> [Exercise task]:
Extract each row below that contains the word "hair" and copy it in full.

Stored items:
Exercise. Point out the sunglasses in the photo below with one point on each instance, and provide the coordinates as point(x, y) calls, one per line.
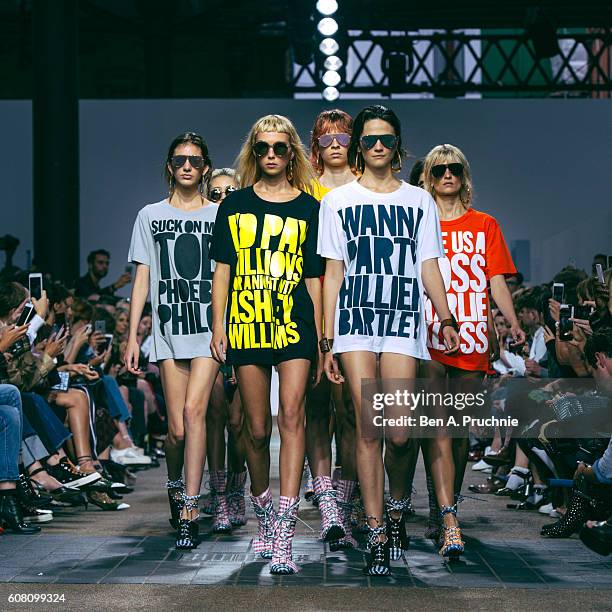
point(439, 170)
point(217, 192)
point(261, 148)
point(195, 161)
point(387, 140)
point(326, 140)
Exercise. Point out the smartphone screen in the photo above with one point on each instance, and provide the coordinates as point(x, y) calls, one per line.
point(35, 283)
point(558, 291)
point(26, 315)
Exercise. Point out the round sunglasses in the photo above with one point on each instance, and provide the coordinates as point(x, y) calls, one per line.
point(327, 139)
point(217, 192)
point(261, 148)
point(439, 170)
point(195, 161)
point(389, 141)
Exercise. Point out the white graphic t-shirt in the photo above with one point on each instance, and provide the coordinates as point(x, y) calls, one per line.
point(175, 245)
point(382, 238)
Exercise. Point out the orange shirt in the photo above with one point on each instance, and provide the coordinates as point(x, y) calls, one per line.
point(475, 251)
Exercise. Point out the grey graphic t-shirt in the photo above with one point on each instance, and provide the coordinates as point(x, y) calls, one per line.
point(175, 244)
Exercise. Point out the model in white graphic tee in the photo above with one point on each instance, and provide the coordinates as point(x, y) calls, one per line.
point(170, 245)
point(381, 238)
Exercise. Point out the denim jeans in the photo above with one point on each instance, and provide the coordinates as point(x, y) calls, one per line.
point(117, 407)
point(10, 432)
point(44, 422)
--
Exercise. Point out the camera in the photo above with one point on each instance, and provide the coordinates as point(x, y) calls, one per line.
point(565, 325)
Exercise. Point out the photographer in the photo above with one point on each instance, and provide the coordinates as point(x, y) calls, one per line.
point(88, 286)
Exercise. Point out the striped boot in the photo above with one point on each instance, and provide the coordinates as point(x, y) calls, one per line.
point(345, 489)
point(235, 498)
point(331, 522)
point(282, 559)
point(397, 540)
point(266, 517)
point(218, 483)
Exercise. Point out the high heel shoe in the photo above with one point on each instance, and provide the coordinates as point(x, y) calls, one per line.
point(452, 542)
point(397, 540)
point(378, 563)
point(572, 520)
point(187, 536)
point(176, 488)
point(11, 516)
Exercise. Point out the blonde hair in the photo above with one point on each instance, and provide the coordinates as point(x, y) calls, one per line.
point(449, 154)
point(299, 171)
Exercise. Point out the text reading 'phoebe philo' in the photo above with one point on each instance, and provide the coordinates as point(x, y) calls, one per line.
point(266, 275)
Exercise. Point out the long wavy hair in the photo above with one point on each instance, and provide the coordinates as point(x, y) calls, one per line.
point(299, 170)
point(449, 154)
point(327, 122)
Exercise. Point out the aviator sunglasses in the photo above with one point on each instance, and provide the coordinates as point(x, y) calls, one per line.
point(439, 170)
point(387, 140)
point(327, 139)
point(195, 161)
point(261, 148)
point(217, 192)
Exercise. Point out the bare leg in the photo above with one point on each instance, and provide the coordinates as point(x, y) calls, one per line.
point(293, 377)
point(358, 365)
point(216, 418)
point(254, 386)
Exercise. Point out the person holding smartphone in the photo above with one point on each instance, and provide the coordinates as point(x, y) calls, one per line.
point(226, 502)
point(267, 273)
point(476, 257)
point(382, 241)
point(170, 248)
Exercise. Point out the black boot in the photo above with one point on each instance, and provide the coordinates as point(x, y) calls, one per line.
==
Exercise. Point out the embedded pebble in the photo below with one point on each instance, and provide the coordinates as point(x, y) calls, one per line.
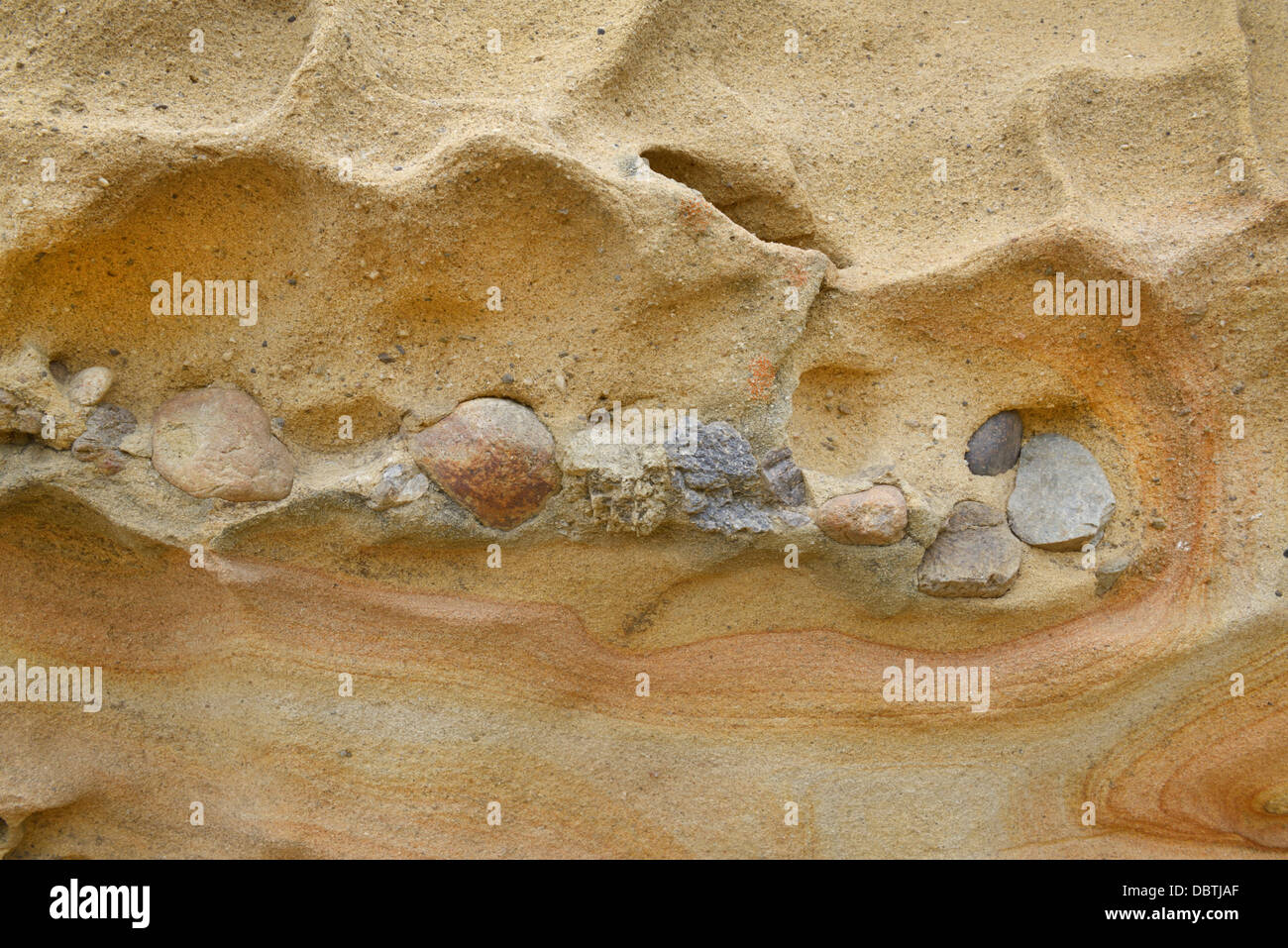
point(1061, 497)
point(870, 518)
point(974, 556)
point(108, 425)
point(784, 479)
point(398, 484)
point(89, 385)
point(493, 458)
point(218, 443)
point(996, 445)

> [Written solution]:
Exercise. Point out the blonde hair in the photo above with one point on each instance, and provide the coordinates as point(x, y) calls, one per line.
Exercise. Point out the long wavy hair in the photo above with one point on each instance, and provide the coordinates as point(x, y) calls, one per line.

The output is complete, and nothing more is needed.